## WHAT YOU SHOULD DO
Give back the lines below exactly, but do not include any pictures.

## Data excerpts
• • • • • • •
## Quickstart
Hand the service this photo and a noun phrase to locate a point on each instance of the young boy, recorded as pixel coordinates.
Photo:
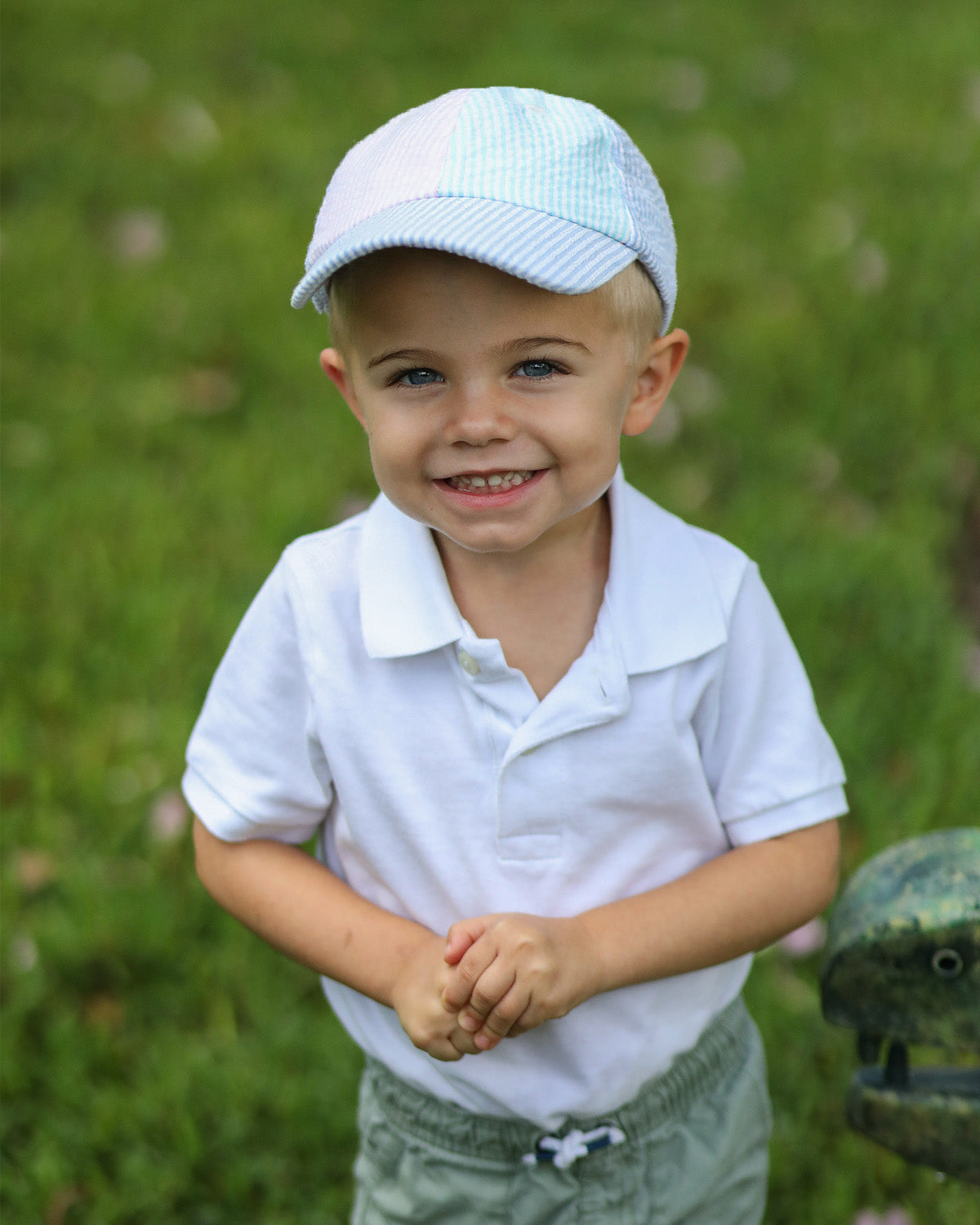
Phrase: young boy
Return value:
(560, 756)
• • • • • • •
## WORKED SOLUTION
## Quickstart
Hand the service this photo and a noun phrase to locate a point on each instance of the young boy, recorded as pixel coordinates.
Photo:
Phrase: young boy
Return value:
(560, 756)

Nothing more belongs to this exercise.